### Tasks and exercises
a) In the Q-POC article, how long does the device take to provide results?
b) In the Q-POC article, why does running the device on batteries raise concerns?
c) Echo the stretch of the Q-POC article from "The device requires" through "in real time.".
*** Document section Section Begins ***
Treating malaria, HIV, and other diseases in remote and economically depressed areas is a monumental challenge, but accessible testing methods must be in place before treatment can even begin. With half a million deaths per year from malaria alone, there is a desperate need to find an affordable, intuitive, and portable diagnosis solution. To address this, QuantuMDx is developing a handheld laboratory called the Q-POC that will analyze and diagnose diseases and drug resistance in resource limited areas.
The device requires no clean water or stable electricity to run, and provides results in fifteen minutes. Current tests can take several weeks, particularly in remote areas, and devises can cost upwards of $10,000. The Q-POC dramatically reduces the time required and the device is expected to cost around $750. Each test will then cost only $10-20, with hopes of further reductions as the project develops. Results can be stored and shared through a mobile data connection, which can then connect to a network to track the spread of diseases in real time.
To Boldly Go…
Operators of the device insert one of several cartridges specific to a disease. Each cartridge is pre-loaded with reagents and probes needed for each ailment. The cartridge system allows a single device to test for a wide range of diseases, with improvements planned for future models. In some cases, a single cartridge will test for multiple issues, and will also provide drug susceptibility information, which is crucial to fighting drug resistance and properly prescribing treatment. Currently the company is focusing on malaria, which requires only a small drop of blood to test for and can be treated properly if caught early.
Though it’s not quite the tricorder from Star Trek (though others are aiming for that), plans for future models are impressive. The company says the device will eventually be able to diagnose early infant HIV, swine flu, hospital acquired infections (HAI), and a host of tropical diseases.
The device has not yet gone through extensive trials, so potential limitations are difficult to guess. Aside from the price of each test, which may still be restrictive in many situations, how the device is powered raises some concerns. The company has not yet fully explained their plans, but the device is expected to run on batteries. This will reduce run-time and add to the total cost of tests. Hopefully a solar or crank system can be implemented to future models to make the device truly off the grid.
The project is currently in the development and testing phase with plans for an Indiegogo crowdfunding campaign for further trials and development. No date has yet been announced for commercial release, but we’ll be watching the project closely as it develops.
*** Document section Section Ends ***
*** Dataset records Section Begins ***
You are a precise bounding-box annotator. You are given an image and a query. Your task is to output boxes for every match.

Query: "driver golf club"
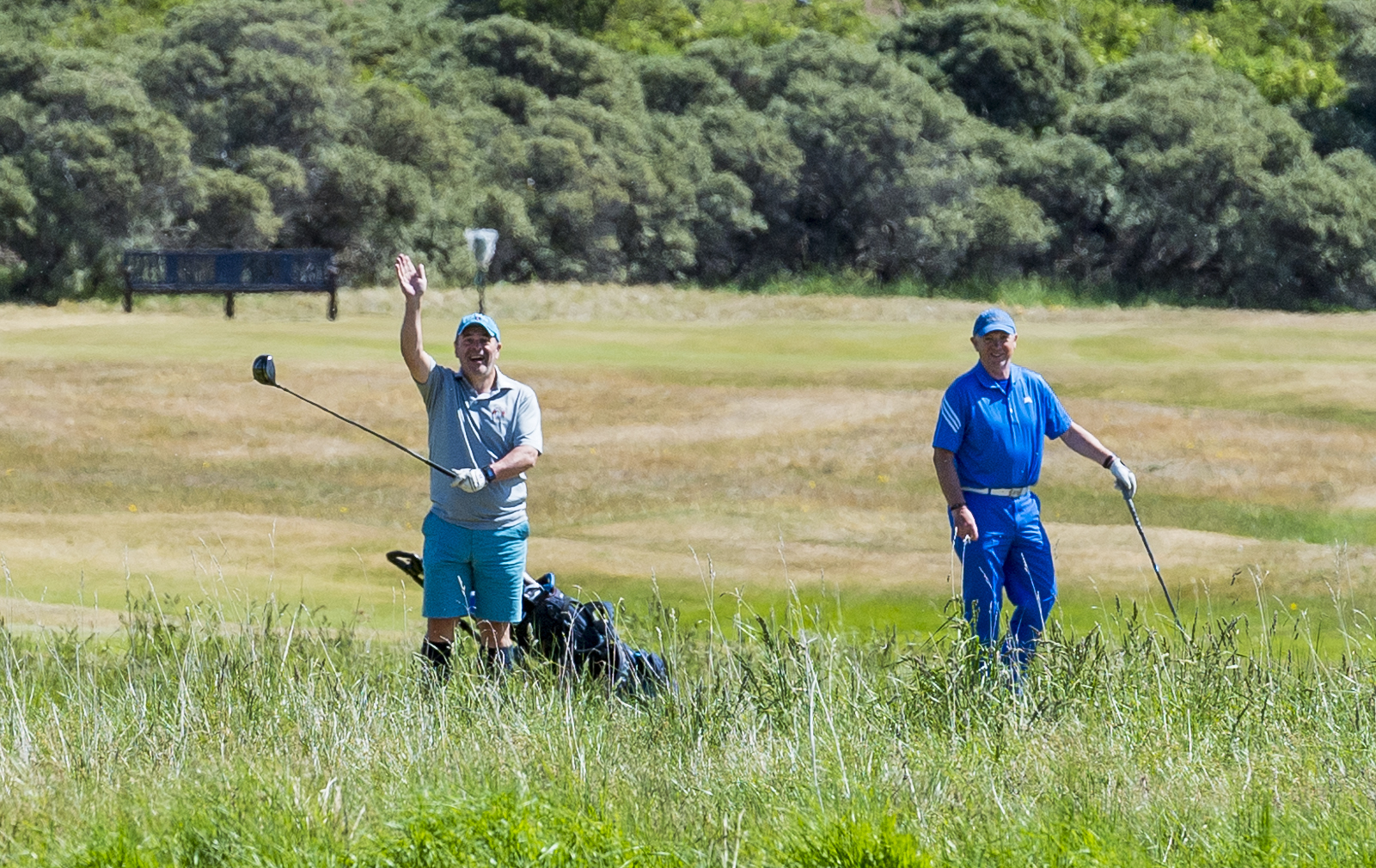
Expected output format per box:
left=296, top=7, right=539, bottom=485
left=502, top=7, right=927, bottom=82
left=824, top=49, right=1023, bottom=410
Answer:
left=1122, top=491, right=1184, bottom=634
left=254, top=355, right=458, bottom=479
*** Dataset records Section Ends ***
### Task results
a) Fifteen minutes.

b) Batteries would reduce the device's run-time and add to the total cost of tests.

c)
The device requires no clean water or stable electricity to run, and provides results in fifteen minutes. Current tests can take several weeks, particularly in remote areas, and devises can cost upwards of $10,000. The Q-POC dramatically reduces the time required and the device is expected to cost around $750. Each test will then cost only $10-20, with hopes of further reductions as the project develops. Results can be stored and shared through a mobile data connection, which can then connect to a network to track the spread of diseases in real time.